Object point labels
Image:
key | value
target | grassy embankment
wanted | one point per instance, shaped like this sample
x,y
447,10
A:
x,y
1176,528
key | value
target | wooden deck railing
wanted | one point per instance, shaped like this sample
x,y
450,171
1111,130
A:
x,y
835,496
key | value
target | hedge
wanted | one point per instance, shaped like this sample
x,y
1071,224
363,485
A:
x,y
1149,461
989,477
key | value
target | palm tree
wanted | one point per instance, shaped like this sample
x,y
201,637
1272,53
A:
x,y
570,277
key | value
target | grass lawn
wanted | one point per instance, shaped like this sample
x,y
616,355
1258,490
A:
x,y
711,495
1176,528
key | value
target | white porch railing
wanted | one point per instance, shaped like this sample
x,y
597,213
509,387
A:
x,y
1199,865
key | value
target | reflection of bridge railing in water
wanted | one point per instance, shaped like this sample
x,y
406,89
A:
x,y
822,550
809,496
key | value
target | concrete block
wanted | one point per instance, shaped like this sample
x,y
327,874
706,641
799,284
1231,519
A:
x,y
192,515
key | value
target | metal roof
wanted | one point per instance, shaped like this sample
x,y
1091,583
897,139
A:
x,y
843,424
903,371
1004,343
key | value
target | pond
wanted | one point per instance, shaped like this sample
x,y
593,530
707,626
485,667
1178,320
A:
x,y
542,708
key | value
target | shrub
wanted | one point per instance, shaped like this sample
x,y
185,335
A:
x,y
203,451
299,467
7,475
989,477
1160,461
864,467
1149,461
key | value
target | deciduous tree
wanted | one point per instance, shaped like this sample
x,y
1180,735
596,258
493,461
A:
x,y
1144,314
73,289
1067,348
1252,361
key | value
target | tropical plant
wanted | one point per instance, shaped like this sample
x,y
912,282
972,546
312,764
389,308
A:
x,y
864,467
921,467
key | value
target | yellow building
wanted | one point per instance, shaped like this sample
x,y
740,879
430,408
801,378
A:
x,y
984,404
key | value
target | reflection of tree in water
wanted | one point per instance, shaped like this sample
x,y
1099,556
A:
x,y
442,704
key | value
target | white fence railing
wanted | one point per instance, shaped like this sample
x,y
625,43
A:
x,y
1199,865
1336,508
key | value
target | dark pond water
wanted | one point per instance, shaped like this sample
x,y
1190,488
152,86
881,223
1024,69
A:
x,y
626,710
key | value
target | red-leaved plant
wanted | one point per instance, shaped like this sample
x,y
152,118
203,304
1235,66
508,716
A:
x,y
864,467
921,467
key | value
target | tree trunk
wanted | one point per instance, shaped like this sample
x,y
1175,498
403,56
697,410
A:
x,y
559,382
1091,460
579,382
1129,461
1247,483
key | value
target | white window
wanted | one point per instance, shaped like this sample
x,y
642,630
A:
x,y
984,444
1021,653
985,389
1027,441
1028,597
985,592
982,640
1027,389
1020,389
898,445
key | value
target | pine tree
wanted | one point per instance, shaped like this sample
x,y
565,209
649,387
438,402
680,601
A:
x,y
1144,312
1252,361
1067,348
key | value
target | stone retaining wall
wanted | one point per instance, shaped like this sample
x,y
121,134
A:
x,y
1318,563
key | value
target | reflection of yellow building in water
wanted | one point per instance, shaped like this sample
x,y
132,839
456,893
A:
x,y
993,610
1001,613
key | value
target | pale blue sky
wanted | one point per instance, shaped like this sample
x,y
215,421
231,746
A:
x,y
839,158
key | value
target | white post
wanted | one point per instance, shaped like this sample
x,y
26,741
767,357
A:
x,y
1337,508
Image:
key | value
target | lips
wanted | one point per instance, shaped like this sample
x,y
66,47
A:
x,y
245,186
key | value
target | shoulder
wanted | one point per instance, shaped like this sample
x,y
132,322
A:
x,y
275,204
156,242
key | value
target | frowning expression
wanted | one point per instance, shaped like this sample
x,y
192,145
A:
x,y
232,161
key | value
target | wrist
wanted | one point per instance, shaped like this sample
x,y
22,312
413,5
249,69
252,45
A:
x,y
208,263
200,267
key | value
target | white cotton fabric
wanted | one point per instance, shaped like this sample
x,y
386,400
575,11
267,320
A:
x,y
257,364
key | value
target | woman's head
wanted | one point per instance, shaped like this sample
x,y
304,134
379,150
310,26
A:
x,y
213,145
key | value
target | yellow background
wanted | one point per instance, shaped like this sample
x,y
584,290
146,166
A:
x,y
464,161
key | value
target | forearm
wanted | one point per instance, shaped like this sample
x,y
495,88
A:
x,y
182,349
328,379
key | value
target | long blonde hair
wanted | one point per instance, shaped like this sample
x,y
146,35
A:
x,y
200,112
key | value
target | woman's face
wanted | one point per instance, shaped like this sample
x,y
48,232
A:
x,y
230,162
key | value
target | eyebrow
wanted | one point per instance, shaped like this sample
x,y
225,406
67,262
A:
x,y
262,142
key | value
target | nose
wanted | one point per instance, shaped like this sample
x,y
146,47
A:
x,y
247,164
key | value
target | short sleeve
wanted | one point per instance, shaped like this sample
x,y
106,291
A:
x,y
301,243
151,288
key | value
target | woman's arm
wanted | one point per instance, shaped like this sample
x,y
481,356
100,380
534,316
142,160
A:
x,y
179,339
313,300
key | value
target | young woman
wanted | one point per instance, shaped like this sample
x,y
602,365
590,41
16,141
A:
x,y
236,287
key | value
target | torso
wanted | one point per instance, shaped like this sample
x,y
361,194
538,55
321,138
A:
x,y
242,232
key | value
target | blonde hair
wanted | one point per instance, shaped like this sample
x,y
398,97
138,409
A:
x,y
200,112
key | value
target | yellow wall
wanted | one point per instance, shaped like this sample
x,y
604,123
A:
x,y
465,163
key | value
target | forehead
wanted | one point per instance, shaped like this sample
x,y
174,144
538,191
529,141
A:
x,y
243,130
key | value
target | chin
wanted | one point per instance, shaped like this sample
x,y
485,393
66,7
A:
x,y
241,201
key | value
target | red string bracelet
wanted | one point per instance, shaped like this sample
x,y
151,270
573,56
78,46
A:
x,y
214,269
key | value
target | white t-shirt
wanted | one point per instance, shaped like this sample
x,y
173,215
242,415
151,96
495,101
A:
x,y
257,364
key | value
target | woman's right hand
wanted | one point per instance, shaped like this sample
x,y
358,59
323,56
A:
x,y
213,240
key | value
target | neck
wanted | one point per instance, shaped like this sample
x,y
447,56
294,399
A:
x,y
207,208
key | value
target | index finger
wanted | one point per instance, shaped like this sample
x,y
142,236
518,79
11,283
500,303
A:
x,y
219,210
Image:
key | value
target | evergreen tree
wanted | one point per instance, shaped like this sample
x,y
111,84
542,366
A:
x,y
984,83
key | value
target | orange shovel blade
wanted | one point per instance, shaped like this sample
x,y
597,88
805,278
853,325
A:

**Your task:** Retype every entry word for word.

**Solution to this exercise:**
Image:
key | value
target | grassy embankment
wanted | one point per instance, shaped like this sample
x,y
447,10
A:
x,y
1176,528
key | value
target | wooden deck railing
wanted | one point per instance, shaped like this sample
x,y
450,171
1111,130
A:
x,y
835,496
key | value
target | hedge
wanted | one point per instance, shaped like this sample
x,y
1071,224
363,485
A:
x,y
1149,461
989,477
key | value
target | palm tree
wanted | one point per instance, shaped like this sample
x,y
201,637
1272,53
A:
x,y
570,277
key | value
target | grass lawn
wanted | one point per instance, shaped like this sample
x,y
616,355
1258,490
A:
x,y
711,495
1176,528
key | value
target | white porch railing
wanted | one point per instance, shaped like this sample
x,y
597,213
509,387
A:
x,y
1199,865
key | value
target | reflection of bridge railing in water
wanted | one point per instance, shaped like this sample
x,y
406,89
A:
x,y
822,550
809,496
key | value
target | concrete block
wanted | one point per instance, shaped like this sample
x,y
327,874
706,641
799,284
1231,519
A:
x,y
192,515
key | value
target | metal roof
wanted | one point per instance, shaped like this sample
x,y
1091,583
897,139
A:
x,y
843,424
903,371
1004,343
key | value
target | pond
wanted | one point per instance, shaped like this sample
x,y
593,530
707,626
485,667
1178,320
A:
x,y
542,708
key | value
target | shrub
wanted | one point per instance, shaped like this sample
x,y
185,335
A:
x,y
203,451
299,467
7,475
989,477
1160,461
864,467
1149,461
key | value
target | deciduous tree
wanted | one point per instance, shaped like this sample
x,y
1180,735
596,258
493,461
A:
x,y
1144,314
73,289
1067,348
1252,361
key | value
target | tropical plant
wanted | one point per instance, shaped like this sample
x,y
912,282
972,546
312,764
389,308
A:
x,y
864,467
921,467
key | value
target | yellow building
wanted | one point per instance, shaped like this sample
x,y
740,879
430,408
801,378
A:
x,y
984,404
key | value
target | reflection of tree in water
wanted | one point per instance, shaped like this sample
x,y
1099,556
A:
x,y
442,704
key | value
target | white fence railing
wanted | one point per instance, shaped like this sample
x,y
625,43
A:
x,y
1199,865
1336,508
key | value
target | dark pond water
wanted | one point per instance, shaped like this sample
x,y
1190,488
152,86
881,223
1024,69
A:
x,y
626,710
key | value
target | red-leaved plant
wanted | one point per instance, shaped like this sample
x,y
152,118
203,304
1235,66
508,716
A:
x,y
864,467
921,467
key | value
target | tree trunk
wanted | one point per instance, shaped like this sample
x,y
1175,498
403,56
697,410
A:
x,y
559,382
1091,460
579,382
1129,461
1247,483
key | value
target | white window
wanted | one point per instance, shaped like this sample
x,y
642,630
A:
x,y
984,444
1021,653
985,389
1027,441
1028,597
985,592
982,640
1027,389
1020,389
898,445
key | value
target | pine tree
wanted | one point per instance, shaped like this sample
x,y
565,209
649,387
438,402
680,601
A:
x,y
1144,312
1252,361
1067,348
key | value
target | stone retaining wall
wanted | one point per instance, shaped like this sample
x,y
121,134
A:
x,y
1318,563
key | value
target | reflection of yellow building in water
wanted | one point per instance, shaped like this sample
x,y
132,839
456,893
A:
x,y
993,610
1001,613
key | value
target | pale blue sky
wanted | one point per instance, shaped like this sample
x,y
215,421
231,746
A:
x,y
839,158
key | value
target | white post
wanted | one point per instance, shaped like this sample
x,y
26,741
767,357
A:
x,y
1337,508
Image:
key | value
target | lips
wanted | one point per instance, shaped like this sample
x,y
66,47
A:
x,y
245,186
key | value
target | shoulder
wanted | one point per instance, shaped like this sample
x,y
132,322
A:
x,y
275,204
156,242
key | value
target | frowning expression
wanted | one point per instance, shaped like this sample
x,y
192,145
A:
x,y
232,161
key | value
target | wrist
wanted | one point per instance, shaped like this sample
x,y
22,312
413,5
249,69
252,45
A:
x,y
208,263
200,267
key | value
target | white cotton fabric
wanted | one point per instance, shaped like this sample
x,y
386,400
575,11
267,320
A:
x,y
257,364
key | value
target | woman's head
wanted | one point per instance, shaped like this sample
x,y
304,134
379,150
310,26
A:
x,y
213,145
key | value
target | yellow background
wanted | one point per instance, shaped like this sample
x,y
584,290
146,166
A:
x,y
464,161
key | value
target | forearm
wanted | one point per instance, shaped like this sample
x,y
495,88
A:
x,y
182,349
328,379
key | value
target | long blonde hair
wanted | one point per instance, shaped like this sample
x,y
146,35
A:
x,y
200,112
key | value
target | woman's face
wanted | one point per instance, shaped like this sample
x,y
48,232
A:
x,y
230,162
key | value
target | eyebrow
wanted | one point per instance, shaped like this sample
x,y
225,406
67,262
A:
x,y
262,142
key | value
target | nose
wanted | one point per instance, shaped like this sample
x,y
146,47
A:
x,y
247,164
key | value
target | short sleeve
wanted | one point per instance, shaped like this sample
x,y
106,291
A:
x,y
301,243
151,288
key | value
target | woman's arm
wanted | one point per instance, shaped like this sample
x,y
481,356
100,380
534,316
142,160
A:
x,y
179,339
313,300
key | value
target | young woman
wanted | one point per instance, shaped like this sample
x,y
602,365
590,41
16,141
A:
x,y
236,287
key | value
target | torso
wanted | one point per instance, shaped like this sample
x,y
361,194
538,55
321,138
A:
x,y
242,232
key | value
target | blonde hair
wanted | one point per instance, shaped like this sample
x,y
398,97
138,409
A:
x,y
200,112
key | value
target | yellow wall
wanted | one point per instance, shaped like this sample
x,y
604,123
A:
x,y
465,163
key | value
target | forehead
wanted | one point per instance, shaped like this sample
x,y
174,144
538,191
529,141
A:
x,y
243,130
key | value
target | chin
wanted | one point per instance, shaped like this sample
x,y
485,393
66,7
A:
x,y
241,201
key | value
target | red string bracelet
wanted | one point per instance, shaped like this sample
x,y
151,270
573,56
78,46
A:
x,y
214,269
key | value
target | white t-shirt
wanted | one point per instance, shaped like this sample
x,y
173,215
242,415
151,96
495,101
A:
x,y
257,364
key | value
target | woman's right hand
wanted | one point per instance, shaped like this sample
x,y
358,59
323,56
A:
x,y
213,240
key | value
target | neck
wanted | one point per instance, shaped like this sample
x,y
447,56
294,399
A:
x,y
207,208
key | value
target | index finger
wanted | one point per instance, shaped like this sample
x,y
142,236
518,79
11,283
500,303
A:
x,y
219,210
Image:
key | value
target | evergreen tree
wanted | one point per instance, shaped like this sample
x,y
111,84
542,366
A:
x,y
984,83
key | value
target | orange shovel blade
wanted | one point per instance, shaped like this sample
x,y
597,88
805,278
853,325
A:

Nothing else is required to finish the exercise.